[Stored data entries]
________________

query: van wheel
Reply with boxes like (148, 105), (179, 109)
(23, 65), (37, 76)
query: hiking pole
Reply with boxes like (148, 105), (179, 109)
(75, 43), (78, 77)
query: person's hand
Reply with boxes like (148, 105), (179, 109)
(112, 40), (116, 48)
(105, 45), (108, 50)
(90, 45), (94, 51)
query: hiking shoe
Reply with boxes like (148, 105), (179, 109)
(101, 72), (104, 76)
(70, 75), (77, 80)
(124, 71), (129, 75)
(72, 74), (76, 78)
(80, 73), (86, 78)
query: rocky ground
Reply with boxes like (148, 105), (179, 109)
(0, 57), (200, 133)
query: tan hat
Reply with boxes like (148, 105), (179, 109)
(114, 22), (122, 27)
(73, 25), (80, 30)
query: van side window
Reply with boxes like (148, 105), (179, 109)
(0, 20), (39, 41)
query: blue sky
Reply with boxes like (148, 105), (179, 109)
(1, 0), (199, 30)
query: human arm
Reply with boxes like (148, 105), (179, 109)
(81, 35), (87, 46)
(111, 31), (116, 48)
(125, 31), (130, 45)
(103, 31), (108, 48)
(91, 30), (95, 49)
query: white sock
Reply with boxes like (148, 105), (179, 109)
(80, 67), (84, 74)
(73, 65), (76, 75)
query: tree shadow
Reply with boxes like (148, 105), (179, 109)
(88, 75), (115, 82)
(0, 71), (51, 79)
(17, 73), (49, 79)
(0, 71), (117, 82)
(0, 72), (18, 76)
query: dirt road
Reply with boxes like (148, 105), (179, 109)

________________

◆ Try it ◆
Quote the data above verbatim from its first line to the line that includes "query: person's hand", with both boundary lines retained.

◆ Reply to the exercise ◆
query: van wheel
Reply with boxes like (148, 105), (179, 109)
(23, 65), (37, 76)
query: hiking pole
Reply with boxes like (148, 105), (179, 109)
(75, 43), (78, 77)
query: person's hand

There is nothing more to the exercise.